Scale the entries below from the line with "Would you mind pointing out the rocky" up to and including the last line of the entries, and give only those lines. Write them out again with their requests, and multiply every coordinate in the answers by 1.65, rounding to whole numbers with halves rounded up.

___ Record set ___

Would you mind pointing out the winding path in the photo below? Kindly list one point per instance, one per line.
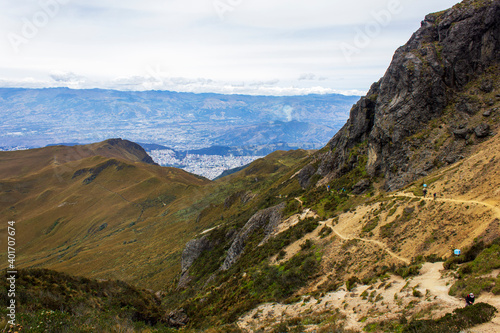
(482, 203)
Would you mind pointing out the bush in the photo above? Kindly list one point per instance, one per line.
(454, 323)
(351, 283)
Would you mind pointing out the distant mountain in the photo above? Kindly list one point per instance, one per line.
(38, 117)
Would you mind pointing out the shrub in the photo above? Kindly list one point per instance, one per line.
(453, 323)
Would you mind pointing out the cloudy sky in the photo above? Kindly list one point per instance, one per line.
(271, 47)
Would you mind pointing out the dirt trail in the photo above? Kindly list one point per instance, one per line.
(411, 195)
(383, 301)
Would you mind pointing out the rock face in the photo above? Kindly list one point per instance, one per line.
(451, 49)
(482, 131)
(177, 318)
(194, 248)
(361, 186)
(267, 219)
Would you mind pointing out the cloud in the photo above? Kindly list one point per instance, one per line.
(261, 47)
(67, 77)
(307, 76)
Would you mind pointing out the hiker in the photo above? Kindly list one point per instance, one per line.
(469, 300)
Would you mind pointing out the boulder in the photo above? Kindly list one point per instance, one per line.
(461, 133)
(361, 186)
(267, 219)
(177, 318)
(482, 131)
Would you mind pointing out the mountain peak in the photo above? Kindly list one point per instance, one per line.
(436, 76)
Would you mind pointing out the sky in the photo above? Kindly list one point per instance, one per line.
(257, 47)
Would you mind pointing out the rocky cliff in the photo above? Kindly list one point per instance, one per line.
(449, 67)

___

§ Worked solution
Would you mind pointing out the rocky cliff in the photo above? Kindly list one point per instance, one per line.
(741, 111)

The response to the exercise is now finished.